Goal of the exercise: In the stretch of the listing from the line containing "Target: front lawn" through the line containing "top-left (0, 282), bottom-right (63, 294)", replace "front lawn" with "front yard" and give those lines again with everything else unchanged.

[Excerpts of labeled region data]
************
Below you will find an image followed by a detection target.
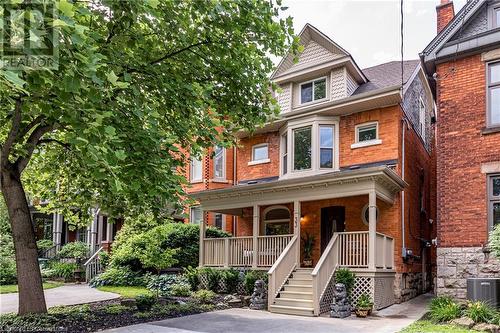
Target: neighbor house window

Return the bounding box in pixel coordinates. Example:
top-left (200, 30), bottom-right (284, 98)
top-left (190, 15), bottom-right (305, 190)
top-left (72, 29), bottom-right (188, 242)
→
top-left (488, 62), bottom-right (500, 126)
top-left (214, 146), bottom-right (226, 179)
top-left (252, 143), bottom-right (269, 162)
top-left (418, 98), bottom-right (425, 141)
top-left (293, 126), bottom-right (312, 171)
top-left (319, 125), bottom-right (333, 168)
top-left (488, 175), bottom-right (500, 228)
top-left (189, 206), bottom-right (203, 224)
top-left (281, 133), bottom-right (288, 175)
top-left (190, 158), bottom-right (203, 182)
top-left (300, 78), bottom-right (326, 104)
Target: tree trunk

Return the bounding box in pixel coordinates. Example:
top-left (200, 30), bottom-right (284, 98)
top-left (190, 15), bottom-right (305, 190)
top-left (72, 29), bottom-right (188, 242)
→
top-left (0, 164), bottom-right (47, 315)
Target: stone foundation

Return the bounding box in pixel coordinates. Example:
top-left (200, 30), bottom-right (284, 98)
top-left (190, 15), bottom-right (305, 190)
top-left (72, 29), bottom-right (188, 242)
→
top-left (436, 247), bottom-right (500, 299)
top-left (394, 272), bottom-right (424, 303)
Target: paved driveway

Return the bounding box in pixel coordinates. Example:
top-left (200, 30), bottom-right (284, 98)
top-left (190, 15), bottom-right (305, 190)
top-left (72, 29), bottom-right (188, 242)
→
top-left (104, 295), bottom-right (431, 333)
top-left (0, 284), bottom-right (120, 313)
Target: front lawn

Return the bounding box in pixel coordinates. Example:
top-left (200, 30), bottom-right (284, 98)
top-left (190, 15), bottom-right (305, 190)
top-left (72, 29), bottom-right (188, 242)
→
top-left (0, 282), bottom-right (63, 294)
top-left (400, 320), bottom-right (480, 333)
top-left (97, 286), bottom-right (151, 298)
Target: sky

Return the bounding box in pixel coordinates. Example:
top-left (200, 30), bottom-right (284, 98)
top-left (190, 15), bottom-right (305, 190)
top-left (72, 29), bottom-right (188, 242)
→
top-left (282, 0), bottom-right (467, 68)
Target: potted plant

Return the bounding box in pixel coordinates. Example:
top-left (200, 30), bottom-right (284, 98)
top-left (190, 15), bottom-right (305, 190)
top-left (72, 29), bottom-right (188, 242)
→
top-left (302, 232), bottom-right (314, 267)
top-left (356, 294), bottom-right (373, 318)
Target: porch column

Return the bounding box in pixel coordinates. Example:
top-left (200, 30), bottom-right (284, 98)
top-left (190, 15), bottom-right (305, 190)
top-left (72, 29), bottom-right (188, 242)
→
top-left (293, 200), bottom-right (300, 267)
top-left (198, 211), bottom-right (206, 267)
top-left (368, 191), bottom-right (376, 270)
top-left (252, 205), bottom-right (260, 268)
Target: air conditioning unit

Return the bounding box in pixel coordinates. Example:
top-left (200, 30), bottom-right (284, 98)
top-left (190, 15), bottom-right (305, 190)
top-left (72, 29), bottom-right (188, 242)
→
top-left (467, 278), bottom-right (500, 308)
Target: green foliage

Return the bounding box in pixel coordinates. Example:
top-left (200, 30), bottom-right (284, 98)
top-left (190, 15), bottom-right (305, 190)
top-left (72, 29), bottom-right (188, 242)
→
top-left (193, 289), bottom-right (217, 304)
top-left (183, 266), bottom-right (200, 290)
top-left (243, 270), bottom-right (268, 295)
top-left (464, 301), bottom-right (497, 323)
top-left (135, 295), bottom-right (155, 311)
top-left (356, 293), bottom-right (373, 309)
top-left (50, 261), bottom-right (78, 279)
top-left (222, 268), bottom-right (240, 294)
top-left (57, 242), bottom-right (89, 259)
top-left (335, 268), bottom-right (356, 295)
top-left (489, 224), bottom-right (500, 259)
top-left (170, 283), bottom-right (191, 297)
top-left (89, 266), bottom-right (146, 288)
top-left (429, 296), bottom-right (462, 323)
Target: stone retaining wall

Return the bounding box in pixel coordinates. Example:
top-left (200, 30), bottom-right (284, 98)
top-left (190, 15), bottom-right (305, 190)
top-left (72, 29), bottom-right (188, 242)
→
top-left (437, 247), bottom-right (500, 299)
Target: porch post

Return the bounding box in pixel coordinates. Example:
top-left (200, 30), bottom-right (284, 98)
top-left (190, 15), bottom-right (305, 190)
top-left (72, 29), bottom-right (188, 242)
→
top-left (252, 205), bottom-right (260, 268)
top-left (198, 211), bottom-right (206, 267)
top-left (293, 200), bottom-right (300, 267)
top-left (368, 190), bottom-right (377, 270)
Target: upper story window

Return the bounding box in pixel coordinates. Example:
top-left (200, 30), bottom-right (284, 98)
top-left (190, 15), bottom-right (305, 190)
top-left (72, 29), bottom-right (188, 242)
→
top-left (351, 122), bottom-right (382, 148)
top-left (488, 175), bottom-right (500, 229)
top-left (214, 146), bottom-right (226, 179)
top-left (300, 77), bottom-right (326, 104)
top-left (189, 158), bottom-right (203, 182)
top-left (418, 97), bottom-right (426, 141)
top-left (488, 62), bottom-right (500, 126)
top-left (248, 143), bottom-right (269, 165)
************
Result for this exercise:
Target: front yard

Return the bounding box in pixel coordinates. Example:
top-left (200, 30), bottom-right (284, 98)
top-left (190, 15), bottom-right (305, 190)
top-left (72, 29), bottom-right (188, 242)
→
top-left (0, 282), bottom-right (63, 294)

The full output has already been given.